╔══
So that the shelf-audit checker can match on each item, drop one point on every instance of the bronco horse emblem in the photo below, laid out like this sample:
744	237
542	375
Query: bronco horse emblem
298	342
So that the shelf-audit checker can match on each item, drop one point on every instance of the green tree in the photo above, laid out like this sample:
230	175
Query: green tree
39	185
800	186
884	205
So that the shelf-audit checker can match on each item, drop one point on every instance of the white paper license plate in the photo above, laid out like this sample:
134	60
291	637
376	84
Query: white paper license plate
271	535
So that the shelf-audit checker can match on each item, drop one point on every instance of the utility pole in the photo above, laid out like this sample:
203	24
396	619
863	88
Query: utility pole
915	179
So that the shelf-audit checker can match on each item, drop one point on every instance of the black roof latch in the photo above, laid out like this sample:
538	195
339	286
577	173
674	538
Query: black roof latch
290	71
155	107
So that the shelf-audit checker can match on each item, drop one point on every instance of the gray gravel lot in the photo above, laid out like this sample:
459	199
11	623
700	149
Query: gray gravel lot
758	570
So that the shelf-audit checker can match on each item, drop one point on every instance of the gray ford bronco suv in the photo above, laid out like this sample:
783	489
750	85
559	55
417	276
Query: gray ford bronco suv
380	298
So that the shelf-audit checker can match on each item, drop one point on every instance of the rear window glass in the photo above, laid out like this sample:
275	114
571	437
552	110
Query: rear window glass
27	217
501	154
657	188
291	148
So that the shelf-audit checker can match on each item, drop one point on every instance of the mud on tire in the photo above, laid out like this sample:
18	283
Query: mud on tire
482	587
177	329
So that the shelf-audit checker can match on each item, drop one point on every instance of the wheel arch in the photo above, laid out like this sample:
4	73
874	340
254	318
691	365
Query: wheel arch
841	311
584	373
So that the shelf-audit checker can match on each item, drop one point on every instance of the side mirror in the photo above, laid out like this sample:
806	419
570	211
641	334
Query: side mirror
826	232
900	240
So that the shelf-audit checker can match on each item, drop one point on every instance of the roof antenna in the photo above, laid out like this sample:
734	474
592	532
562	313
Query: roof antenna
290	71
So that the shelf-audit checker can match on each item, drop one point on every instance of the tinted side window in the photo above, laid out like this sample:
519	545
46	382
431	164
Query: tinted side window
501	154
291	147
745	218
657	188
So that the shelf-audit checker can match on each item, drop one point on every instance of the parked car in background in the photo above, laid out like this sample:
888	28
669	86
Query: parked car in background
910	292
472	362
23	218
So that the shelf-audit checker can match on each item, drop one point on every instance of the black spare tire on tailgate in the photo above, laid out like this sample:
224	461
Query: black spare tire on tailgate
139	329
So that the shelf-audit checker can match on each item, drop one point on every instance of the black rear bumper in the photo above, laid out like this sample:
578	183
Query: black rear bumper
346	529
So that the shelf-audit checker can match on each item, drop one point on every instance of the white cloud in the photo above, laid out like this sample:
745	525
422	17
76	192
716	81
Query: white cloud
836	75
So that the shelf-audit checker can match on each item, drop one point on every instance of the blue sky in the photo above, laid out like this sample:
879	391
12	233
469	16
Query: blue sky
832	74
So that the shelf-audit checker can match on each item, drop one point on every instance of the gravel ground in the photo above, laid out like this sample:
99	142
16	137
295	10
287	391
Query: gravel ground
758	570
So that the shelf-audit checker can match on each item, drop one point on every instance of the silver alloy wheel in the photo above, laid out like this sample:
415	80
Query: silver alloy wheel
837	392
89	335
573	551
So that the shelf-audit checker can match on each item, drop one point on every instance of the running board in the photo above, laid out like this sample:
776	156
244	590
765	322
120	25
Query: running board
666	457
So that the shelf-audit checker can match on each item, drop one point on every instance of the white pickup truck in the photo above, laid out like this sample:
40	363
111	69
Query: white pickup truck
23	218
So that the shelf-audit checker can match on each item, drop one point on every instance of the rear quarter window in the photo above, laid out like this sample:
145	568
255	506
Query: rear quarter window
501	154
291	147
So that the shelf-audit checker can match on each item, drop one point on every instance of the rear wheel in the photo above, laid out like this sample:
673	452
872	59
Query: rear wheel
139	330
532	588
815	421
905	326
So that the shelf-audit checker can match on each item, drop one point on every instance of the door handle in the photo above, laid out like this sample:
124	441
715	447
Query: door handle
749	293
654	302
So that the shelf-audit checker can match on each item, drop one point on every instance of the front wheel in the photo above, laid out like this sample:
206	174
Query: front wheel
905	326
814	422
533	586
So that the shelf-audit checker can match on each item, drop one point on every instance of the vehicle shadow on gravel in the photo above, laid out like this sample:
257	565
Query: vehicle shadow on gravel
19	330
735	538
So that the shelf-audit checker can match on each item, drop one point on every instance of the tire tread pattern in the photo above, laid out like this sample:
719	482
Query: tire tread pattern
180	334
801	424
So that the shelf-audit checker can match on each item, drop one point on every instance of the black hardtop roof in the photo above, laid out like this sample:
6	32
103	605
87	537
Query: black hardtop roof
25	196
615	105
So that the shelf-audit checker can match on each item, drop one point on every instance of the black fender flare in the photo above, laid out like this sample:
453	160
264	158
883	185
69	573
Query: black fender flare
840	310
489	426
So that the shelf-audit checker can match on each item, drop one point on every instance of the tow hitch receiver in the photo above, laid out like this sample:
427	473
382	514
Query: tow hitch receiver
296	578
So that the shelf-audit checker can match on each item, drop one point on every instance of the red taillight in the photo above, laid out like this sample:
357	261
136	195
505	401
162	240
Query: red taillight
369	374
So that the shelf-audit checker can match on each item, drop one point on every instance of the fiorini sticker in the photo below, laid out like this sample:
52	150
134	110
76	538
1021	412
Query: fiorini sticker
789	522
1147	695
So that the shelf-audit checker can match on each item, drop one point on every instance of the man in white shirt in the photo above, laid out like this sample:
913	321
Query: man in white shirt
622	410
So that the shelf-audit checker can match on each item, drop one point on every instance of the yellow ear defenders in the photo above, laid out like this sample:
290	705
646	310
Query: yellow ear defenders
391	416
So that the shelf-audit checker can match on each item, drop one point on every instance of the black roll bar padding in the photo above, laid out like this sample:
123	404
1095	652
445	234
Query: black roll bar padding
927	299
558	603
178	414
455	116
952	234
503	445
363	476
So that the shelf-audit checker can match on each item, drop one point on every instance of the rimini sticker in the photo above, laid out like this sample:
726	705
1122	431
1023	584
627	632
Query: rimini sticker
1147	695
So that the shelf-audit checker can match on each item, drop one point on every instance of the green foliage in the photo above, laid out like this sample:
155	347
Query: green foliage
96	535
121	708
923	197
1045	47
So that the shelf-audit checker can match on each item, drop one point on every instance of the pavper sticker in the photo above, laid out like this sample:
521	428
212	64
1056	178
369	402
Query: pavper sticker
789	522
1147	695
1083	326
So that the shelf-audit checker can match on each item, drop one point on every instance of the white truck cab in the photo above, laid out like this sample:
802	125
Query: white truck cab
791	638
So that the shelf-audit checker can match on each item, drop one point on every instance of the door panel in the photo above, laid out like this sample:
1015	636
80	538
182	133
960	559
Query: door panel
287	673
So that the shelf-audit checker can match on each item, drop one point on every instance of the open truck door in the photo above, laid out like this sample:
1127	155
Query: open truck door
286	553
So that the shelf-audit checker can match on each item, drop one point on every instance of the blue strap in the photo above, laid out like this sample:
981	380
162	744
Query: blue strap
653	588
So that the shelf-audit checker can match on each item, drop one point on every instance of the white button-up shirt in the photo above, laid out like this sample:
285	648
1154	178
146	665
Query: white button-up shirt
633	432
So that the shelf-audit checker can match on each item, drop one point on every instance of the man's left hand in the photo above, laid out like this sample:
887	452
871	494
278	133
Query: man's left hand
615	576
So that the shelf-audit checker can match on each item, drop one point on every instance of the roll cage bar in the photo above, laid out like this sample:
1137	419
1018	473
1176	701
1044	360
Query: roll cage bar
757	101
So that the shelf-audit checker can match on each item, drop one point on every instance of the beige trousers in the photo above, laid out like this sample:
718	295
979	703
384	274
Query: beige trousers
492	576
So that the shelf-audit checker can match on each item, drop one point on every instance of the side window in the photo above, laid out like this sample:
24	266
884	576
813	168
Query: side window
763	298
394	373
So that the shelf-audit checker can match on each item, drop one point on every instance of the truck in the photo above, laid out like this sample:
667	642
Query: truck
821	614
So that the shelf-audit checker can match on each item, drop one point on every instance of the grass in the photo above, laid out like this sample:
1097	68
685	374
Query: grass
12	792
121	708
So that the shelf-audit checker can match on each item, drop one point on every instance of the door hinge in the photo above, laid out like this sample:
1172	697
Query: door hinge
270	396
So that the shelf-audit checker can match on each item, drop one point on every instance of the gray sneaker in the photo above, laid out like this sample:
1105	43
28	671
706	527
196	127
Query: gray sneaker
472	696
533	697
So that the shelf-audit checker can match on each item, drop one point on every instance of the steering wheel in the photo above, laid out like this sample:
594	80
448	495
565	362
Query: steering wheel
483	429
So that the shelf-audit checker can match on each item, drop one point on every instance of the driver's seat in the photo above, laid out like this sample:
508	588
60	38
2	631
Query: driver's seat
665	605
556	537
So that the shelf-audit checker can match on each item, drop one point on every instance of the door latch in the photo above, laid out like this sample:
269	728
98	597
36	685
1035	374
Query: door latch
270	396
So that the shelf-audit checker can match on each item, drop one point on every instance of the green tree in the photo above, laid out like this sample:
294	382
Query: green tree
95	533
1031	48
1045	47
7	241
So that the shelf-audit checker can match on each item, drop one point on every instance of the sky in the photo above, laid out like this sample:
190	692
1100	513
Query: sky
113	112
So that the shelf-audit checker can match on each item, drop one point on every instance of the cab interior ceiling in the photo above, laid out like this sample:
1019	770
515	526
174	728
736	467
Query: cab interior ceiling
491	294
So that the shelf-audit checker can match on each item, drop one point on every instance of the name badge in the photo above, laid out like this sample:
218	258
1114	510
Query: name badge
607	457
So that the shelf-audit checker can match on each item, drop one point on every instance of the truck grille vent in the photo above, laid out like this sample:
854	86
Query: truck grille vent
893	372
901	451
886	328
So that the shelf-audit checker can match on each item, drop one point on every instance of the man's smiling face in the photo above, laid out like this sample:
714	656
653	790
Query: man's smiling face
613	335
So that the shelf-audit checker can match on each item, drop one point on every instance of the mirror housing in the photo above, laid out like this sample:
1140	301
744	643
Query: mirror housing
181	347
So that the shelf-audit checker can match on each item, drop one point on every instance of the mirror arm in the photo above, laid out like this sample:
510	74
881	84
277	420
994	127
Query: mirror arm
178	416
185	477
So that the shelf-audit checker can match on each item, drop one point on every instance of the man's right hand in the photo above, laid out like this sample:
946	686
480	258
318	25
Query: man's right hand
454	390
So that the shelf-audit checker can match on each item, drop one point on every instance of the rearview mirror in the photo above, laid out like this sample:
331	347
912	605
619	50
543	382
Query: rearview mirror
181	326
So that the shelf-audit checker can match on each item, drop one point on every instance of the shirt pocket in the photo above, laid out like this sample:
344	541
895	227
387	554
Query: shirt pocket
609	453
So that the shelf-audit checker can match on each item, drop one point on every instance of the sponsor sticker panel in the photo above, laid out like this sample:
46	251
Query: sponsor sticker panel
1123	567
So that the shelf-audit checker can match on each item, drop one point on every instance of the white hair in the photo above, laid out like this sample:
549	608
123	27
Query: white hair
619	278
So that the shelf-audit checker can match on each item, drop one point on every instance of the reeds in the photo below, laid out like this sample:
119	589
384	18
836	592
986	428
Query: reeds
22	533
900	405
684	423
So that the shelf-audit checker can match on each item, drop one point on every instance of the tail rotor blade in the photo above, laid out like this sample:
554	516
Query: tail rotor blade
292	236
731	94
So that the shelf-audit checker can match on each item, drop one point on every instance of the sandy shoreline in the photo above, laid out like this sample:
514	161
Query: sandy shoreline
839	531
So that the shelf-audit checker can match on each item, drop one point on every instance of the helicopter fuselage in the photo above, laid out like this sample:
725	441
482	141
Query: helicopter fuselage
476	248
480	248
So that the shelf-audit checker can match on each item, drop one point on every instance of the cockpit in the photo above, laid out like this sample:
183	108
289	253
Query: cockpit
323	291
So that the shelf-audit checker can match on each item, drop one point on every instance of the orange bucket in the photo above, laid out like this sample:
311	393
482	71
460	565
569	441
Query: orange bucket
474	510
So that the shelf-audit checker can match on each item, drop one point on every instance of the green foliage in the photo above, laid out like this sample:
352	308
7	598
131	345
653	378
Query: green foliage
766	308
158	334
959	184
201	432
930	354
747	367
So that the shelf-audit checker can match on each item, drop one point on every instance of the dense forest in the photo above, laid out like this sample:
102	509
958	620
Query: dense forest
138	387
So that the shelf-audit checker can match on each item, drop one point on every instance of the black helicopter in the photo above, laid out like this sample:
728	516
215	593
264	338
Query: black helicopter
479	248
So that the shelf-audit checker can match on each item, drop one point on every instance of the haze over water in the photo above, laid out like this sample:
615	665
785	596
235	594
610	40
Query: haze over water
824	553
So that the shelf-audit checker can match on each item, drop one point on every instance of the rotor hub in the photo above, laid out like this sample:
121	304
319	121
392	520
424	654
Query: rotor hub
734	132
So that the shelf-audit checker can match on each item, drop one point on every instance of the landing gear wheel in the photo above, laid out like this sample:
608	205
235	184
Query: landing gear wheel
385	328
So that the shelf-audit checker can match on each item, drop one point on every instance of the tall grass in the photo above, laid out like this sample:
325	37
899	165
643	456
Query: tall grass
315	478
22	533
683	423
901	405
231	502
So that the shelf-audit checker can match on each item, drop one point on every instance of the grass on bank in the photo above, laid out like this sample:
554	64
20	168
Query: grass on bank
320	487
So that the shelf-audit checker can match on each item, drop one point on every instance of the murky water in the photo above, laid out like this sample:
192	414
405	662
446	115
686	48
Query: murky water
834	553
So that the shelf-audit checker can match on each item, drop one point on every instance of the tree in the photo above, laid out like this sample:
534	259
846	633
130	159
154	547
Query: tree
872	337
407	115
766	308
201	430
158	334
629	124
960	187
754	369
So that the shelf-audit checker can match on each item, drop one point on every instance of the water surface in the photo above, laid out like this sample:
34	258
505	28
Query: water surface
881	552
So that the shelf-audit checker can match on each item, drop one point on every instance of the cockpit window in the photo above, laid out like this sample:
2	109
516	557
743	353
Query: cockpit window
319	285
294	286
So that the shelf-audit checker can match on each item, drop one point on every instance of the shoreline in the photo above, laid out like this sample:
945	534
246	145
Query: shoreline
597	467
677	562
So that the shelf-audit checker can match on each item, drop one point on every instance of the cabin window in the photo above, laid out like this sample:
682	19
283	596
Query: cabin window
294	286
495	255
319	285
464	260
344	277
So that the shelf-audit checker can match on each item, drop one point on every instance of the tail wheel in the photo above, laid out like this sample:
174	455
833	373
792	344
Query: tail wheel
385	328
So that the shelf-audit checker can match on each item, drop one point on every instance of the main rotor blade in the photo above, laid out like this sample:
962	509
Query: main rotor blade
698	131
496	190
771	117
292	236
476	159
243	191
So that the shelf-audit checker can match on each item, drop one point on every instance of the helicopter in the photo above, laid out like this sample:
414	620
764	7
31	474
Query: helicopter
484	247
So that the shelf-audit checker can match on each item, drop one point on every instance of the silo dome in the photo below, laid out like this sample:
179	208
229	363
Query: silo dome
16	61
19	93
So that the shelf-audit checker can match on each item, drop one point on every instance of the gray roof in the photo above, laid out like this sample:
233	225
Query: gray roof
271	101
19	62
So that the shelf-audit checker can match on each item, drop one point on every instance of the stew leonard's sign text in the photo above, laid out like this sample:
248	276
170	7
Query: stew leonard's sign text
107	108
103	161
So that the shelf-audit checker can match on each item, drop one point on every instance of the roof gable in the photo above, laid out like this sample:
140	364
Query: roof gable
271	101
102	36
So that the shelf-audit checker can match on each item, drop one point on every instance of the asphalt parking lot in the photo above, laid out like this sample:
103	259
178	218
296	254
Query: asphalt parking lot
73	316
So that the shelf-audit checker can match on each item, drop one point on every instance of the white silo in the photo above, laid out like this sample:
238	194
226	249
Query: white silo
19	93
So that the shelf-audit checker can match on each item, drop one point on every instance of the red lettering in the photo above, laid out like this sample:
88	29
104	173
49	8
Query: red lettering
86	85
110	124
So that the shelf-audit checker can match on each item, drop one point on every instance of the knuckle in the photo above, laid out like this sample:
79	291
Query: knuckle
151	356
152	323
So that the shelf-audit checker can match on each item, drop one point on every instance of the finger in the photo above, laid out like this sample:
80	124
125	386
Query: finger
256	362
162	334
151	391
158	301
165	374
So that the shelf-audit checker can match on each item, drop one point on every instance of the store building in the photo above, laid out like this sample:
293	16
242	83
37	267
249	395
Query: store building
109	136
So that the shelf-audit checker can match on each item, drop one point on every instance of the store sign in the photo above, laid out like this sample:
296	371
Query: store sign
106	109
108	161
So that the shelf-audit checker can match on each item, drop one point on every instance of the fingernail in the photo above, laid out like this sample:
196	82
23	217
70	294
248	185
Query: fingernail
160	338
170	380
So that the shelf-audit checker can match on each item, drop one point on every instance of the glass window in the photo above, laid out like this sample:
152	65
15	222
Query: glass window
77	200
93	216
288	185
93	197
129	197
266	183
╚══
REQUISITOS DEL PROBLEMA: Reescribe todas las líneas de los ítems comprendidas desde la que contiene "the roof gable" hasta el final de los ítems, ambas incluidas y con las solicitudes. Multiplica por 0,65 cada coordenada de las respuestas, pero no las de las solicitudes ni las de sus muestras de formato, y redondea a enteros con las mitades hacia arriba.

RESPUESTA COMPLETA:
So that the shelf-audit checker can match on each item, drop one point on every instance of the roof gable in the photo above, laid out like this sample:
140	364
Query: roof gable
176	66
66	23
So that the shelf-audit checker can match on each item, drop one point on every instance of the asphalt parking lot in the photo above, laid out like this sample:
103	259
178	218
296	254
Query: asphalt parking lot
47	205
So that the shelf-audit checker can match on each item, drop one point on every instance of the white silo in the photo above, laid out like this sample:
238	194
226	249
Query: white silo
12	60
So that the shelf-audit checker can match on each item, drop one point on every instance of the red lettering in the photo above, laid out like this sample:
88	29
104	173
49	8
Query: red lettering
56	55
72	81
So that the shelf-audit checker can match on each item, drop one point on every instance of the knuckle in the photo above, laid out like this sample:
79	291
Query: knuckle
98	231
99	210
So that the shelf-audit checker can match on each item, drop one point on every instance of the finger in the photo above, laid out like this sample:
80	124
125	386
Query: finger
166	235
105	217
98	254
103	196
107	243
So that the shelf-audit checker can match on each item, drop one point on every instance of the store building in the photo above, laid out like this sample:
293	16
242	83
37	267
249	395
Query: store building
71	88
So that the shelf-audit checker can match on each item, drop one point on every instance of the store sign in the photo above, laid out like this sample:
296	371
Query: store sign
69	71
70	105
So that the shelf-audit checker can match on each item, drop one point on every instance of the fingernail in the photo above, laid out like this sample:
196	82
23	217
70	294
248	185
Query: fingernail
104	220
111	247
So that the shelf-audit checker can match on each item, drop one point on every instance of the glass window in the photo above, laid out like this sample:
152	65
15	222
Query: glass window
50	130
60	140
187	120
60	128
84	128
173	119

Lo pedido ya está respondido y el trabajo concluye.